Items stored from a collection:
-.-.-
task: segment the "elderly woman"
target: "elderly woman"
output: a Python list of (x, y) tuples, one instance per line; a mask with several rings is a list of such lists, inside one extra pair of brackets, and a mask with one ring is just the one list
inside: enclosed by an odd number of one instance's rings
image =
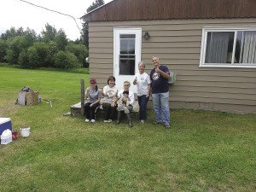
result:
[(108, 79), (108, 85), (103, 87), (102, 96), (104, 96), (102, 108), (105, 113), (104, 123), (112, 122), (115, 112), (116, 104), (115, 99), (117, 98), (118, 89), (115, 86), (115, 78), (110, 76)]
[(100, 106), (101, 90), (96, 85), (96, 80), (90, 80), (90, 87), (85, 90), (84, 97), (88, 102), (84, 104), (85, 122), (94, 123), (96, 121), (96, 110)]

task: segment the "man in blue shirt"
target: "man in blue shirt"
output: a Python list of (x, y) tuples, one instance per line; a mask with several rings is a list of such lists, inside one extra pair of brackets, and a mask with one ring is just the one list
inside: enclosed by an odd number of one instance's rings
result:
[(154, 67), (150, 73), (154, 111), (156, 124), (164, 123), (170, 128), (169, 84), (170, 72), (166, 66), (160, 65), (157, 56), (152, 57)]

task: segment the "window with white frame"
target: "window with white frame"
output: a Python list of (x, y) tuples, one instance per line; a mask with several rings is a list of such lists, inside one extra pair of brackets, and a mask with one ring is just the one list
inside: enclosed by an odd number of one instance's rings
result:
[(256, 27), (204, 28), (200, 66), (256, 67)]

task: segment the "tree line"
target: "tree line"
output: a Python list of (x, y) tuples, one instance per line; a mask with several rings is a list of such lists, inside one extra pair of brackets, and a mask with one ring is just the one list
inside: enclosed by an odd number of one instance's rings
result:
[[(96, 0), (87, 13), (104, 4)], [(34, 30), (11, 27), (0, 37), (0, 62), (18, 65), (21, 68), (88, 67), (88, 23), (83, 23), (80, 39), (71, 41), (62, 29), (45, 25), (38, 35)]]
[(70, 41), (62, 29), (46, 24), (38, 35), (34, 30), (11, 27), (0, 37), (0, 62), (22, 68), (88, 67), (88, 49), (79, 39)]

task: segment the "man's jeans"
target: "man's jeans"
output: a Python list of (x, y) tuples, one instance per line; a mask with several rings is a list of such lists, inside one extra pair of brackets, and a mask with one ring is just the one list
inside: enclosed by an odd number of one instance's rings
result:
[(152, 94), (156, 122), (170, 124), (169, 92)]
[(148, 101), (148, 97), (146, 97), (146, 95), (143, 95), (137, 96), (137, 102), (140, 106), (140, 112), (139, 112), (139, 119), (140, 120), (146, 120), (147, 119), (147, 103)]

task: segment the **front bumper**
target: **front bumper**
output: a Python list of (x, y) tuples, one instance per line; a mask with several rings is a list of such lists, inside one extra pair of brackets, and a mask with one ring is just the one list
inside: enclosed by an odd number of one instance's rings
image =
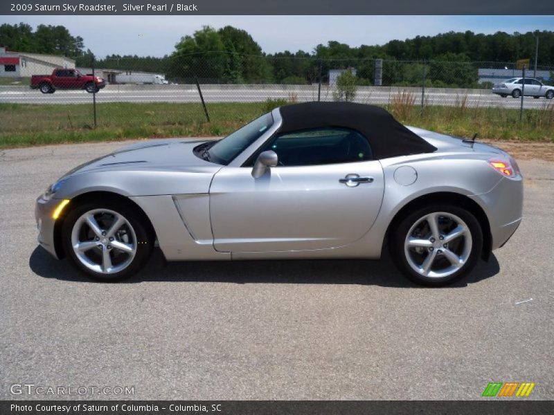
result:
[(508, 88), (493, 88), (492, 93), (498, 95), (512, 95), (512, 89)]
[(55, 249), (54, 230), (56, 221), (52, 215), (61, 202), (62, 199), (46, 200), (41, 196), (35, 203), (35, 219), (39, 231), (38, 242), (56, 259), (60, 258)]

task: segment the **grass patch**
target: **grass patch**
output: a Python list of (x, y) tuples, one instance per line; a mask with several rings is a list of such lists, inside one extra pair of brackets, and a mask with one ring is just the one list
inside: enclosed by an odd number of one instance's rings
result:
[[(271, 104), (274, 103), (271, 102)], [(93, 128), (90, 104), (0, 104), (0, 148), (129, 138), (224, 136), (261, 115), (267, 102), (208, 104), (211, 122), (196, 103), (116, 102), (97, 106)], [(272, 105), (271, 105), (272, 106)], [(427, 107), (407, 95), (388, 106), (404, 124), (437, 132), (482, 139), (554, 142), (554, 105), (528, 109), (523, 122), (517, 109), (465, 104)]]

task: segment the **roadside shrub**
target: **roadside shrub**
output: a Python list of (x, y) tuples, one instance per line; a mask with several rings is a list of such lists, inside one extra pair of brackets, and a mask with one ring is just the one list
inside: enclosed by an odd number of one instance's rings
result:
-.-.-
## REQUIREMENTS
Put the material into a Markdown table with the columns Row and Line, starting at the line containing "task: segment the **roadside shrub**" and ending at the last line of the material. Give each line its own row with a row number, and leave out blank lines.

## COMPLETED TASK
| Row | Line |
|---|---|
| 1 | task: segment the **roadside shrub** |
| 2 | target: **roadside shrub** |
| 3 | output: a Python list of (x, y) tuples, one instance per line; a mask with several rings is a list of such lists, inside one extra pair of brackets, and a mask with one ring is just the one list |
| 4 | inside: enclosed by an odd number of one instance's rings |
| 5 | result: |